Dataset excerpt
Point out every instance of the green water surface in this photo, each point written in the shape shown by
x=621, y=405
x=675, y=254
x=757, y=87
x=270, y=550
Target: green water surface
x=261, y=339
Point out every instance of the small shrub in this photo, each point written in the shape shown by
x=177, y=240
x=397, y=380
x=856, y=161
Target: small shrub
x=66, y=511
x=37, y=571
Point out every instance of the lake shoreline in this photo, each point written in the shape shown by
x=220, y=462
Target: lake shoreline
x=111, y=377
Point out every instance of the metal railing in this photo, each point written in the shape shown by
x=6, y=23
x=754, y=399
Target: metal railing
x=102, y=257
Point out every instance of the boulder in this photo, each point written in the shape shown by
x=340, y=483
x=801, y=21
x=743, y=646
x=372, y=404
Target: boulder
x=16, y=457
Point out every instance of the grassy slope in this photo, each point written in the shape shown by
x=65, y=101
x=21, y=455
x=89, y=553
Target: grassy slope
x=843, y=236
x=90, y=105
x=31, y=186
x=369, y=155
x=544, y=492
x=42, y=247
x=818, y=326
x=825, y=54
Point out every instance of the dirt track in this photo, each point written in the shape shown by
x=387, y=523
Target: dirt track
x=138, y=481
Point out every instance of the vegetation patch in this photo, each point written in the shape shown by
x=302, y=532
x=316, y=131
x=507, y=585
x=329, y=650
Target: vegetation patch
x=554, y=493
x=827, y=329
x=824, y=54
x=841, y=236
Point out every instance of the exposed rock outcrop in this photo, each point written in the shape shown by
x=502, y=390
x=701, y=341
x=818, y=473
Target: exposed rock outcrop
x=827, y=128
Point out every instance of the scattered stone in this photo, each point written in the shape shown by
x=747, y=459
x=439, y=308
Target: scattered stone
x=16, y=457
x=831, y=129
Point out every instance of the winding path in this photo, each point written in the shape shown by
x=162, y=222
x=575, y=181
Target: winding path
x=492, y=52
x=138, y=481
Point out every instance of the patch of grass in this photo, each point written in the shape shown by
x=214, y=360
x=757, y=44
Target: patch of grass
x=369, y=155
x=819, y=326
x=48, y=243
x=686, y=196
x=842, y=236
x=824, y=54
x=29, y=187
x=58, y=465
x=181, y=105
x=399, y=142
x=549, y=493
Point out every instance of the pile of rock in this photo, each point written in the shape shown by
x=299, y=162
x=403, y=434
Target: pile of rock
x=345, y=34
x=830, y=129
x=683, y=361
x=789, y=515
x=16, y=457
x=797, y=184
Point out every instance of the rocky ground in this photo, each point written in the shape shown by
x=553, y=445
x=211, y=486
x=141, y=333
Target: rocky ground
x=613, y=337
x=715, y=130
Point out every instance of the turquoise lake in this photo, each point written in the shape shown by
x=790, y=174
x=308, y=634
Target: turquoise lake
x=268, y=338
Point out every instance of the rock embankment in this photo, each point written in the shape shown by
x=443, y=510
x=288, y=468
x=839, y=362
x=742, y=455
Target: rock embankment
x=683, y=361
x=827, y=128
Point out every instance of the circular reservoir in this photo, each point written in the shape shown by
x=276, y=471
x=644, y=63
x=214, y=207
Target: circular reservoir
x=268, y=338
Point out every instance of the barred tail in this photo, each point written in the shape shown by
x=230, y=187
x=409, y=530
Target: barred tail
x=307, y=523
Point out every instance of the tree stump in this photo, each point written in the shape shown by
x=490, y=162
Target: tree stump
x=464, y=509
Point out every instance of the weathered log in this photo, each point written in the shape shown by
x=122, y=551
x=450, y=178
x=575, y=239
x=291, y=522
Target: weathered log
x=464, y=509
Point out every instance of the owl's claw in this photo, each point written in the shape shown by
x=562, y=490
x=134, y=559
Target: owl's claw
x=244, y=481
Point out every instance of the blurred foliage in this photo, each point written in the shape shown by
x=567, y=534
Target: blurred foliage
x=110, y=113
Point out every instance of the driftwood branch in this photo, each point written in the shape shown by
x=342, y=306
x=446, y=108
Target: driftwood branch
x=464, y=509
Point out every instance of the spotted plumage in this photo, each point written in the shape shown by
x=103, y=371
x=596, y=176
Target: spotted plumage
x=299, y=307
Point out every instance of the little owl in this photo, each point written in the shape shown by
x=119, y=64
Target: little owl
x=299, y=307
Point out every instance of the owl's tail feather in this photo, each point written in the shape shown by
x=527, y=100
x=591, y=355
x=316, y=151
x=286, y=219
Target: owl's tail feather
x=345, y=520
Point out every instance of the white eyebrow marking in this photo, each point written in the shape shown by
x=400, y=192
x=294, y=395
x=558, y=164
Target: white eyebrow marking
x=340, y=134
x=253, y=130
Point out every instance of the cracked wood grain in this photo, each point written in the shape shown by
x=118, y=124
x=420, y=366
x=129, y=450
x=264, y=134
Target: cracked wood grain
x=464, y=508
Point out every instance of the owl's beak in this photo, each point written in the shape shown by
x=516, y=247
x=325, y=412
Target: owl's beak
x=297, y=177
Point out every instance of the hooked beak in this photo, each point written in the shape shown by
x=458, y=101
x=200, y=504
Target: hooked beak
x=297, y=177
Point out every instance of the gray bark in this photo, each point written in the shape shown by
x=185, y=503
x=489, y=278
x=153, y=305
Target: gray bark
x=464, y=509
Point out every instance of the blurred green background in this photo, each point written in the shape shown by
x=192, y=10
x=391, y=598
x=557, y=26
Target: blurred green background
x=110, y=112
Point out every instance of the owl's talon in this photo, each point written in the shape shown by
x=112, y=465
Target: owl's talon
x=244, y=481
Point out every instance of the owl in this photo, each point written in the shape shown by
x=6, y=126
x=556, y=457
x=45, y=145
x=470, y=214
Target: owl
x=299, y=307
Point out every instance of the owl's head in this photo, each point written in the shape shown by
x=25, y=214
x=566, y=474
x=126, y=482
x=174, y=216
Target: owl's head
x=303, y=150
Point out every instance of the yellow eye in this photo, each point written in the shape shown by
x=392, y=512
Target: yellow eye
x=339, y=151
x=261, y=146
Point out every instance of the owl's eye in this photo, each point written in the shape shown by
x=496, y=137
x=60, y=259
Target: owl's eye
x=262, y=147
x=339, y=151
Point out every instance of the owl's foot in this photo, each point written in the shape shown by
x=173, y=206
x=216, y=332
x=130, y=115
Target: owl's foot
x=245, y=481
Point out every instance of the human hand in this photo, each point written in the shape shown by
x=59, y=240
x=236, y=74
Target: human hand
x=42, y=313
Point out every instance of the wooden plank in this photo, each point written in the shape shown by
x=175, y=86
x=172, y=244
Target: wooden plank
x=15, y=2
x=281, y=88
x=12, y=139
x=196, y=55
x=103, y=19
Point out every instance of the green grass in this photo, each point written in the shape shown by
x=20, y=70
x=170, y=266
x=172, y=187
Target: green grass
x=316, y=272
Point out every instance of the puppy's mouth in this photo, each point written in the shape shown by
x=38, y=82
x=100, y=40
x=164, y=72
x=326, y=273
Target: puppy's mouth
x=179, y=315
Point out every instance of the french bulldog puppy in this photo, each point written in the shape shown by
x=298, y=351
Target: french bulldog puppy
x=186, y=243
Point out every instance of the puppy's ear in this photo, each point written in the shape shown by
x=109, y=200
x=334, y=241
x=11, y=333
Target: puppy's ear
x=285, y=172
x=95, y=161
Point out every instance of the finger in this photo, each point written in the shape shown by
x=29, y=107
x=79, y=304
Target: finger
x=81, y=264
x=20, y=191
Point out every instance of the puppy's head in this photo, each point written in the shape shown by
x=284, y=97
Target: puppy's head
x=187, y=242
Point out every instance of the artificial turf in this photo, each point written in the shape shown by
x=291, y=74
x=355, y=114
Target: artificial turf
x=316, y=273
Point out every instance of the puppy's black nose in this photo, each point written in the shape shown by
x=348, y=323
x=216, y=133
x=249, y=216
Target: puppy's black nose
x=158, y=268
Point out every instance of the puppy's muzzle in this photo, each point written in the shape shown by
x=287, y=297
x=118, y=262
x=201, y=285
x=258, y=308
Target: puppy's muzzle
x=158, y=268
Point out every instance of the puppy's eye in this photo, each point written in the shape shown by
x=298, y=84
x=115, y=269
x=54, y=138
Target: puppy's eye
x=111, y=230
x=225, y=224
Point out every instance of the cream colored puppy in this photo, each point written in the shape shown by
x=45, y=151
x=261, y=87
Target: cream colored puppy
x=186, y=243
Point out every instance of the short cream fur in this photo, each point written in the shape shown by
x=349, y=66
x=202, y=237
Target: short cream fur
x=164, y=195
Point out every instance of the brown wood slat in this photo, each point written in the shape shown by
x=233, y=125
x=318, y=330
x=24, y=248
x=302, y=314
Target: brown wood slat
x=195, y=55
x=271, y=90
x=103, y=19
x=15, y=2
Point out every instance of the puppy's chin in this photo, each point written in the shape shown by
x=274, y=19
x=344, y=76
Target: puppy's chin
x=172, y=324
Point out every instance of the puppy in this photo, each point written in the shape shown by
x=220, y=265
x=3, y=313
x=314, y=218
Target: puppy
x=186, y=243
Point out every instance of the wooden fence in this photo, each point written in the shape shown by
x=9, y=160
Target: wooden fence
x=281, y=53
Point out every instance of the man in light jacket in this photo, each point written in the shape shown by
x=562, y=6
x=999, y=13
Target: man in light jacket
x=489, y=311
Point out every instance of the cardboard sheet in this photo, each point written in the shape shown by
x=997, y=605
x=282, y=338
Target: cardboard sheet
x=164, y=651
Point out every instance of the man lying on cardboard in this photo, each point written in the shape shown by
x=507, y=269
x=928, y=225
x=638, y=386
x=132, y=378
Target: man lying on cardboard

Stated problem:
Lay out the stretch of the listing from the line containing "Point out every instance of the wooden fence" through the end of the listing as a numbered list, omitting blank lines.

Correct response:
1. Point out every instance of the wooden fence in this photo, each point written in the shape shown by
2. x=9, y=160
3. Target: wooden fence
4. x=281, y=53
5. Point out every instance of the man in light jacket in this photo, each point written in the shape shown by
6. x=562, y=6
7. x=999, y=13
8. Target: man in light jacket
9. x=489, y=311
10. Point out every instance of the cardboard sheet in this photo, each point written in the shape shown by
11. x=997, y=605
12. x=282, y=338
13. Target: cardboard sheet
14. x=164, y=651
15. Point out every instance of the man lying on cardboard in this photo, each point written in the shape shown by
16. x=507, y=269
17. x=928, y=225
18. x=638, y=386
19. x=132, y=378
20. Target: man lying on cardboard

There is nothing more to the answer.